=== Extracted data ===
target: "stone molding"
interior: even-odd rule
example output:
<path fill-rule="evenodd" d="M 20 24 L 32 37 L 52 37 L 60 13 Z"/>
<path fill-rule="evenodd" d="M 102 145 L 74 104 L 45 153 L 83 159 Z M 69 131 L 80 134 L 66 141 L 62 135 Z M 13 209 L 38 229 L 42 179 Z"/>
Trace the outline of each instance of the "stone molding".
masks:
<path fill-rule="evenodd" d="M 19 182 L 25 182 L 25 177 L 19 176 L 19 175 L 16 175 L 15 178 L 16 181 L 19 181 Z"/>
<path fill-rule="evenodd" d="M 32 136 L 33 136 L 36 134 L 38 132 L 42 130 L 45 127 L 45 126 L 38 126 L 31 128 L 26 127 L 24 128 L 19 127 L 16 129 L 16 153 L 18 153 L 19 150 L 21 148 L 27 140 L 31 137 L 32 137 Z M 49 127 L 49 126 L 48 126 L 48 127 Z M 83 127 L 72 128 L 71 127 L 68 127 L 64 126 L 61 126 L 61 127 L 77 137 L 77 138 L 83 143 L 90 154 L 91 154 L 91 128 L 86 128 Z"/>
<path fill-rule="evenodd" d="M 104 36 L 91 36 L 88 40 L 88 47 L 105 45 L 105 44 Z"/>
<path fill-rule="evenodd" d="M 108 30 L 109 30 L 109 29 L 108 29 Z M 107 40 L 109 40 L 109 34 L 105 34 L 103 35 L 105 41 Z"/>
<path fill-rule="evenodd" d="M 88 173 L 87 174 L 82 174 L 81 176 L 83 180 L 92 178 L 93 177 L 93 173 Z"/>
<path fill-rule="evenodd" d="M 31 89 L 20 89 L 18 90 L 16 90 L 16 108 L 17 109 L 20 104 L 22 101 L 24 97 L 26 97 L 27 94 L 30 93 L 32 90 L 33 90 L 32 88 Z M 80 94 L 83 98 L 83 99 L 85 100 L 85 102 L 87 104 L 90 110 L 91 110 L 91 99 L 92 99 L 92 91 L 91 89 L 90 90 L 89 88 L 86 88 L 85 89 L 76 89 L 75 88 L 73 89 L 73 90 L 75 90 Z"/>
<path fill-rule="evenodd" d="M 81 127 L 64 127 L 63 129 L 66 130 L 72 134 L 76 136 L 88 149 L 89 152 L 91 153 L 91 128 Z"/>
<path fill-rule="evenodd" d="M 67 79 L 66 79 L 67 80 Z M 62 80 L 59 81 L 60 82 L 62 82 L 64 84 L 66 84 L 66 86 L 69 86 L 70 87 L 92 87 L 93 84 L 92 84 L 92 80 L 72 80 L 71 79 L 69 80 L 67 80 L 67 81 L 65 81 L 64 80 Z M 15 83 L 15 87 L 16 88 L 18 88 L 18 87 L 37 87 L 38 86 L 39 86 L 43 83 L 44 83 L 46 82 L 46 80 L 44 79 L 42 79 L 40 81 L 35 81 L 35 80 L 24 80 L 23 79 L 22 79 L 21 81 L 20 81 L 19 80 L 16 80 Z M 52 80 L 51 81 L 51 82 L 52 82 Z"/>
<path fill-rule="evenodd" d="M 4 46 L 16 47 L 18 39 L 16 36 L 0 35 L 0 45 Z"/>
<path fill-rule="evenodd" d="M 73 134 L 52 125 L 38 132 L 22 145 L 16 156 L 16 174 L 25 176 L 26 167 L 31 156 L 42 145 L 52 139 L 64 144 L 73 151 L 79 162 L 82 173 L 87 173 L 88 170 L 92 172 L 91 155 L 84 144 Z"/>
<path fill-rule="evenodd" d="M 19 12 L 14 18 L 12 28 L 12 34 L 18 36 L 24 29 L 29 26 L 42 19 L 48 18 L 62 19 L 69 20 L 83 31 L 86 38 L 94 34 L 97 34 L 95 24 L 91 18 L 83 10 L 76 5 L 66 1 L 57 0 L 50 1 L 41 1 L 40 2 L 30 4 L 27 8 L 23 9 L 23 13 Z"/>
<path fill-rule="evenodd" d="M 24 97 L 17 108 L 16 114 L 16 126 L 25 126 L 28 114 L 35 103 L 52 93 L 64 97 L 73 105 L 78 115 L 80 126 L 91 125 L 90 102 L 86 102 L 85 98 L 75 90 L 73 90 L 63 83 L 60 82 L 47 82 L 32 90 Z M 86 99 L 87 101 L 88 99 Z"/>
===
Problem statement →
Could you pull out every line of the items above and reproduce each one verbatim, character for character?

Completed exercise →
target: "stone molding"
interior: even-odd rule
example output:
<path fill-rule="evenodd" d="M 20 24 L 32 37 L 52 37 L 60 13 Z"/>
<path fill-rule="evenodd" d="M 102 145 L 74 104 L 45 153 L 83 159 Z M 69 131 L 80 134 L 66 141 L 62 135 Z M 13 209 L 38 229 L 42 179 Z"/>
Trace the outline of each instance of the "stone molding".
masks:
<path fill-rule="evenodd" d="M 19 182 L 25 182 L 25 177 L 19 176 L 19 175 L 16 175 L 15 178 L 16 181 L 19 181 Z"/>
<path fill-rule="evenodd" d="M 32 136 L 33 136 L 36 134 L 38 132 L 42 130 L 45 127 L 45 126 L 38 126 L 31 128 L 26 127 L 24 128 L 19 127 L 16 129 L 16 153 L 18 153 L 19 150 L 21 148 L 27 140 L 31 137 L 32 137 Z M 49 127 L 49 126 L 48 126 L 48 127 Z M 83 127 L 72 128 L 71 127 L 68 127 L 64 126 L 61 126 L 61 127 L 77 137 L 77 138 L 83 143 L 90 154 L 91 154 L 91 128 L 86 128 Z"/>
<path fill-rule="evenodd" d="M 104 36 L 91 36 L 88 40 L 88 47 L 105 45 L 105 44 Z"/>
<path fill-rule="evenodd" d="M 108 30 L 109 30 L 109 29 L 108 29 Z M 107 40 L 109 40 L 109 34 L 105 34 L 103 35 L 105 41 Z"/>
<path fill-rule="evenodd" d="M 88 173 L 87 174 L 82 174 L 81 176 L 83 180 L 92 178 L 93 177 L 93 173 Z"/>
<path fill-rule="evenodd" d="M 31 89 L 20 89 L 18 90 L 16 90 L 16 108 L 17 109 L 20 104 L 22 101 L 24 97 L 26 97 L 27 94 L 30 93 L 32 90 L 33 90 L 32 88 Z M 80 94 L 83 98 L 83 99 L 85 100 L 85 102 L 87 104 L 90 110 L 91 110 L 91 99 L 92 99 L 92 91 L 91 89 L 90 90 L 89 88 L 86 88 L 85 89 L 76 89 L 75 88 L 73 89 L 73 90 L 75 90 Z"/>
<path fill-rule="evenodd" d="M 81 127 L 64 127 L 63 129 L 66 130 L 72 134 L 76 136 L 88 149 L 89 152 L 91 153 L 91 128 Z"/>
<path fill-rule="evenodd" d="M 67 79 L 66 79 L 67 80 Z M 62 80 L 59 81 L 60 82 L 62 82 L 64 84 L 66 84 L 66 86 L 69 86 L 70 87 L 92 87 L 93 84 L 92 84 L 92 80 L 72 80 L 71 79 L 69 80 L 67 80 L 67 81 L 65 81 L 64 80 Z M 15 83 L 15 87 L 16 88 L 18 88 L 18 87 L 37 87 L 38 86 L 39 86 L 43 83 L 44 83 L 46 82 L 46 80 L 44 79 L 42 79 L 40 81 L 35 81 L 35 80 L 24 80 L 23 79 L 22 79 L 21 81 L 20 81 L 19 80 L 16 80 Z M 52 80 L 51 81 L 51 82 L 52 82 Z"/>
<path fill-rule="evenodd" d="M 4 46 L 16 47 L 18 39 L 16 36 L 0 35 L 0 45 Z"/>
<path fill-rule="evenodd" d="M 73 134 L 52 125 L 38 132 L 22 145 L 16 156 L 16 174 L 25 176 L 26 167 L 31 156 L 42 145 L 52 139 L 64 144 L 73 151 L 79 162 L 82 173 L 87 173 L 88 170 L 92 172 L 91 155 L 84 144 Z"/>
<path fill-rule="evenodd" d="M 19 12 L 14 18 L 12 28 L 12 34 L 18 36 L 24 29 L 29 26 L 42 19 L 48 18 L 62 19 L 69 20 L 83 31 L 86 38 L 94 34 L 97 34 L 95 24 L 91 18 L 83 10 L 76 5 L 66 1 L 57 0 L 50 1 L 41 1 L 40 2 L 30 4 L 27 8 L 23 9 L 23 13 Z"/>
<path fill-rule="evenodd" d="M 24 97 L 17 108 L 16 114 L 16 126 L 25 126 L 28 114 L 35 103 L 52 93 L 64 97 L 73 105 L 78 115 L 80 126 L 91 125 L 90 102 L 86 102 L 85 98 L 75 90 L 73 90 L 63 83 L 60 82 L 47 82 L 32 90 Z M 86 99 L 87 101 L 88 99 Z"/>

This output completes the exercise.